** start Exercise materials **

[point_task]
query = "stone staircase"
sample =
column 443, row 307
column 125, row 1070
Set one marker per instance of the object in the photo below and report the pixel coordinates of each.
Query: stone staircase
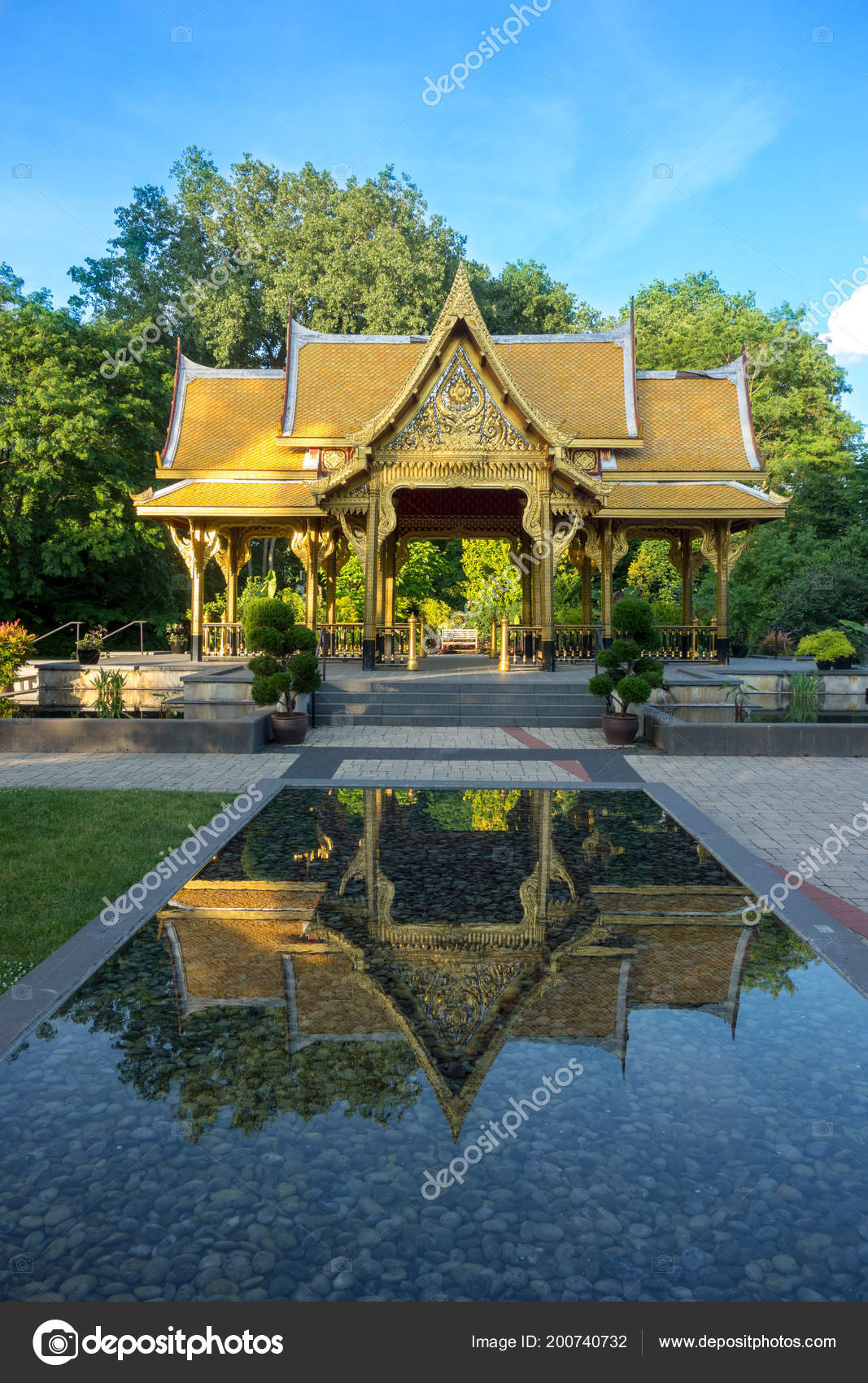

** end Exercise materials **

Change "stone staircase" to "brick stairway" wherever it occurs in the lines above, and leave the rest of the lines unchanged. Omit the pictures from your answer.

_Written response_.
[point_task]
query = "brick stairway"
sample =
column 443, row 307
column 125, row 1070
Set one marker per instance of the object in the photo below and report the pixel coordinates of each.
Query: brick stairway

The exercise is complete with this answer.